▸ **What is needed**: Entries follow. Set all of them down as they stand.

▸ **Data in this exercise**:
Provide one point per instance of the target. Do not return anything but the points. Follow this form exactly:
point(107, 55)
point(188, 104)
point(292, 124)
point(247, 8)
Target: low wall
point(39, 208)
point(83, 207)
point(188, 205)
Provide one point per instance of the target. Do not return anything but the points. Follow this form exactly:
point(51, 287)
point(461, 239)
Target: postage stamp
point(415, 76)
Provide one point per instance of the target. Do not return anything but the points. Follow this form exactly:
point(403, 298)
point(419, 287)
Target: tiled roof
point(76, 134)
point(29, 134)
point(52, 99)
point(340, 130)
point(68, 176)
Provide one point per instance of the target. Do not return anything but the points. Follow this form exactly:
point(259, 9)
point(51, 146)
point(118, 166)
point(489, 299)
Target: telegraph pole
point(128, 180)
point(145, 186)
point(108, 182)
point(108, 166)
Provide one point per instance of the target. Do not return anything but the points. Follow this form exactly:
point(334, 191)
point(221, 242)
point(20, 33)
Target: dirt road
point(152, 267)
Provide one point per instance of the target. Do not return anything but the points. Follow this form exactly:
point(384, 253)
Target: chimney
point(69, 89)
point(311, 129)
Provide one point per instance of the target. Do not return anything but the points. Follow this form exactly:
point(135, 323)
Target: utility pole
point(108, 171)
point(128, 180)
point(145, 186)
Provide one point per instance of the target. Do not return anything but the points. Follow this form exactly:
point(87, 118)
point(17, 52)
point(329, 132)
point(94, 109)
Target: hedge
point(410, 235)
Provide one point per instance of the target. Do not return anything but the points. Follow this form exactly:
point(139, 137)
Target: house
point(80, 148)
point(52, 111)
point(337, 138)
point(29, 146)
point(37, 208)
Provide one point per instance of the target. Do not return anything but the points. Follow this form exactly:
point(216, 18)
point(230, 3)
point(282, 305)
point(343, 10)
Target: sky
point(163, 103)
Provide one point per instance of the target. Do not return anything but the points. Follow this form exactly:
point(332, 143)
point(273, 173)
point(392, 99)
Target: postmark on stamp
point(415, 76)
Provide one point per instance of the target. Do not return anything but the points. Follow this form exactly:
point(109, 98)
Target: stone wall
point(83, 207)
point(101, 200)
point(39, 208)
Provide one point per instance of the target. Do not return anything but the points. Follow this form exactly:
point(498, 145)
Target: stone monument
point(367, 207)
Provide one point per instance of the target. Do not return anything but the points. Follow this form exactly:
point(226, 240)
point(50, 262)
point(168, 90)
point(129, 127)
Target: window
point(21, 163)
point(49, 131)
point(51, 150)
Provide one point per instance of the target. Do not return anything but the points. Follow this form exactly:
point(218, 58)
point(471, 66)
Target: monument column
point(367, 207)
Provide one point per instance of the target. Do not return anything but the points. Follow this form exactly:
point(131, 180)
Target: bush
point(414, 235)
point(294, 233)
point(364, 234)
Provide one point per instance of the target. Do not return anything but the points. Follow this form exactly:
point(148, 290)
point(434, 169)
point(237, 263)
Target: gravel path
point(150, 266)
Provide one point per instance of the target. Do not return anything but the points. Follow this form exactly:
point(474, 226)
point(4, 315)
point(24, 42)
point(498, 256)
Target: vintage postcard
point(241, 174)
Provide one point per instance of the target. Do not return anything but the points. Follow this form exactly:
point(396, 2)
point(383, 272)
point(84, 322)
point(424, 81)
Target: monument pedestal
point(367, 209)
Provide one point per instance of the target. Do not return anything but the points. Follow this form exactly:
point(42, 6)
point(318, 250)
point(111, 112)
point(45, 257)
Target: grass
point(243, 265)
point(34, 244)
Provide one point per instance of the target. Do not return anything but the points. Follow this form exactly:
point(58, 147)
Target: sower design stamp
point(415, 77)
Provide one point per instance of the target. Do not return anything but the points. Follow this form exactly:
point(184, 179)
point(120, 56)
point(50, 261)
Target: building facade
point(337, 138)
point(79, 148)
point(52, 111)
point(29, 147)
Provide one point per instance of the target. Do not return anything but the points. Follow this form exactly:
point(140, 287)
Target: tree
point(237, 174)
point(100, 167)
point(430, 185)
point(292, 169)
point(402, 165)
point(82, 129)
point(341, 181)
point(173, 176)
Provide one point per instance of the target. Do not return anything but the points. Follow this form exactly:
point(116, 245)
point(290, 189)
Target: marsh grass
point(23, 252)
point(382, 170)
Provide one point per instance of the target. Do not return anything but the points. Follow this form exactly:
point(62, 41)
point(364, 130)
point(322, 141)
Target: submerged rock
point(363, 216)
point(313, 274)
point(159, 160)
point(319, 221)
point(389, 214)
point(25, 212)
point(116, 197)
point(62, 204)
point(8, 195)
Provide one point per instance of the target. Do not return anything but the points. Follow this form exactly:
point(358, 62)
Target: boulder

▸ **Completed exercise**:
Provide one point per instance of the target. Do not return anything but the points. Follow this form exactly:
point(107, 55)
point(188, 104)
point(292, 124)
point(247, 8)
Target: low wall
point(39, 208)
point(83, 207)
point(188, 205)
Provide one point per instance of the target. Do not return anything but the points. Follow this form exactly:
point(51, 287)
point(461, 239)
Target: postage stamp
point(415, 76)
Provide one point per instance of the target. Do not return anything but the points. Follow this form exactly:
point(403, 298)
point(419, 287)
Target: tiled roof
point(76, 134)
point(29, 134)
point(52, 99)
point(340, 130)
point(68, 176)
Provide one point per instance of the target. Do not return anything but the points. Follow this form exactly:
point(259, 9)
point(51, 146)
point(118, 166)
point(489, 299)
Target: telegraph pole
point(128, 180)
point(145, 186)
point(108, 182)
point(108, 166)
Provide one point per instance of the target. Do not return anything but the points. Follow this form exactly:
point(334, 191)
point(221, 242)
point(20, 33)
Target: dirt road
point(152, 267)
Provide one point per instance of the target. Do not return anything but the points. Follow this form exactly:
point(384, 253)
Target: chimney
point(69, 89)
point(311, 129)
Provide one point per instance of the target. Do not return anything but the points. Follow this form exactly:
point(135, 323)
Target: utility pole
point(108, 171)
point(128, 180)
point(145, 186)
Provide one point per instance of the target. Do not return anything but the points. Follow this form exactly:
point(87, 118)
point(17, 52)
point(329, 132)
point(94, 109)
Target: hedge
point(410, 235)
Provide one point per instance of the target. Do not return anything but the points. Follow this form exactly:
point(139, 137)
Target: house
point(80, 148)
point(52, 111)
point(337, 138)
point(29, 146)
point(37, 208)
Provide one point per instance of the target. Do not return anything but the points. Follow this form exactly:
point(216, 18)
point(230, 3)
point(282, 305)
point(343, 10)
Target: sky
point(163, 103)
Provide one point per instance of the target. Do not return anything but the points. Follow this form exactly:
point(332, 143)
point(273, 173)
point(392, 99)
Target: postmark on stamp
point(415, 76)
Provide one point per instance of the target. Do not return anything but the points. Follow this form exactly:
point(109, 98)
Target: stone wall
point(83, 207)
point(101, 200)
point(39, 208)
Provide one point per instance of the target. Do not return anything but the points. Follow this form exactly:
point(498, 145)
Target: stone monument
point(367, 207)
Provide one point per instance of the target. Do not return anything but the points. Follow this form exactly:
point(226, 240)
point(50, 262)
point(168, 90)
point(129, 127)
Target: window
point(21, 163)
point(49, 131)
point(51, 150)
Provide one point per instance of the target. Do not return anything but the points. Follow this form exactly:
point(218, 58)
point(471, 66)
Target: monument column
point(367, 207)
Provide one point per instance of the target. Do not return anything but the points. Follow this form exactly:
point(131, 180)
Target: bush
point(414, 235)
point(294, 233)
point(364, 234)
Provide one point per instance of the target. Do not return anything but the points. Follow this form exactly:
point(148, 290)
point(434, 169)
point(237, 263)
Target: gravel path
point(150, 266)
Provide one point per instance of the target. Do not return anything but the points. Follow this form exactly:
point(474, 226)
point(4, 315)
point(24, 42)
point(498, 256)
Target: vintage postcard
point(241, 174)
Provide one point per instance of the target. Do not return anything but the points. Follow this form exactly:
point(396, 2)
point(383, 272)
point(84, 322)
point(424, 81)
Target: monument pedestal
point(367, 209)
Provide one point per instance of the target. Do not return anything but the points. Follow this form exactly:
point(42, 6)
point(318, 250)
point(111, 112)
point(45, 257)
Target: grass
point(243, 265)
point(34, 244)
Provide one point per instance of the target. Do not return anything but the points. Follow this form exactly:
point(58, 147)
Target: sower design stamp
point(415, 77)
Provide one point per instance of the target. Do not return anything but the points. Follow this form exactly:
point(184, 179)
point(120, 56)
point(50, 261)
Target: building facade
point(337, 138)
point(79, 148)
point(52, 111)
point(29, 147)
Provide one point per instance of the target. Do not return anything but the points. Follow this form exactly:
point(140, 287)
Target: tree
point(237, 174)
point(100, 167)
point(430, 185)
point(292, 169)
point(402, 165)
point(82, 129)
point(341, 181)
point(173, 176)
Provide one point per instance of the target. Do not return anything but the points. Follow this form exactly:
point(116, 245)
point(290, 189)
Target: marsh grass
point(23, 252)
point(382, 170)
Provide one point per instance of the target. Do not return anything but the points. Follow this form exactly:
point(62, 41)
point(364, 130)
point(322, 141)
Target: submerged rock
point(363, 216)
point(313, 274)
point(159, 160)
point(319, 221)
point(389, 214)
point(25, 212)
point(116, 197)
point(62, 204)
point(8, 195)
Provide one point per instance of the target. Do not return anything but the points. Follow this form exactly:
point(358, 62)
Target: boulder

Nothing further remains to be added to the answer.